— start of Extract —

I think Sulu was arrived at by looking at a world map and seeing the Sulu Sea. It's not a Japanese name.

It wasn't supposed to be. Sulu wasn't meant to be identified with any specific Asian nation, which is why he was given the name of a sea that abutted multiple nations -- although either Roddenberry read the atlas wrong or it's changed since the '60s, because it's really only two or three countries, mainly the Philippines. The only reason we think of Sulu as Japanese is because they cast a Japanese-American actor in the role, and audiences jumped to conclusions -- as did tie-in authors who went against Roddenberry's "pan-Asian" intentions by playing up Sulu's Japanese heritage and interests in books and comics.
 
I'm going to rain on your parade, Christopher. Sulu's given name of Hikaru did in fact come from Roddenberry, though it came to be known by way of the fans. The fans knew that Roddenberry wanted Sulu to be given the name Hikaru if TOS had gone to a fourth season, and when the early novels came out, they asked the authors to use the name. Exactly how the fans came by the information, I do not know.

As for how I know this, George Takei was a guest at the Denver Star Trek convention in fall of 1990, and I asked him in front of 3000 fans if Roddenberry had ever told him a given name for Sulu. He told all 3000 there that Roddenberry had told him that if TOS went to a fourth season, not only would he try to get Takei and Nichols hired on as recurring rather than day players, but that Sulu's given name was Hikaru. And yes, I am the one who asked him that. Starland has recordings of the guest speakers at the Denver Star Trek conventions on stage, and that one is available, if still in print, so there is proof.

— end of Extract —

* _Problem description_
From the passage on Sulu's name, pull out the part starting with "I'm going to" and going on through "do not know.". The lines after this point aren't needed.

— start of Data lines —

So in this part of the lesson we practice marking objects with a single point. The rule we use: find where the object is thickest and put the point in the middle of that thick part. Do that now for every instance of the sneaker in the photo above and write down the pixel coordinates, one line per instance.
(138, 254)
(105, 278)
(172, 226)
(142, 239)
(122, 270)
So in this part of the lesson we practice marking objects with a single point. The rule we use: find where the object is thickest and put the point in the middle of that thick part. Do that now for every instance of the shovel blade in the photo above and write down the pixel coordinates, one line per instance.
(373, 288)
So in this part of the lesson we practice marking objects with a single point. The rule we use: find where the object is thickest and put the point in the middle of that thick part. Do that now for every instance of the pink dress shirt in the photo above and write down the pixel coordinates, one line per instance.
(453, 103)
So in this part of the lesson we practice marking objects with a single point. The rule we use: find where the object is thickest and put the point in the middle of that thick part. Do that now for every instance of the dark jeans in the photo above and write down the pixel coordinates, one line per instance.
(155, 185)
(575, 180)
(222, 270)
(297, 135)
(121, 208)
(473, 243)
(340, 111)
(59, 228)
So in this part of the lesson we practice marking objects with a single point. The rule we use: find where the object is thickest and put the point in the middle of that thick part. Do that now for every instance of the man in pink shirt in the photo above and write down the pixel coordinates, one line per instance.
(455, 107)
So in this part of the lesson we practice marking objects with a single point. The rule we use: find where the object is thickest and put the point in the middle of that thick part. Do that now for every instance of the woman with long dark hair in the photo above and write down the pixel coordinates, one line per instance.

— end of Data lines —

* _Solution to this exercise_
I'm going to rain on your parade, Christopher. Sulu's given name of Hikaru did in fact come from Roddenberry, though it came to be known by way of the fans. The fans knew that Roddenberry wanted Sulu to be given the name Hikaru if TOS had gone to a fourth season, and when the early novels came out, they asked the authors to use the name. Exactly how the fans came by the information, I do not know.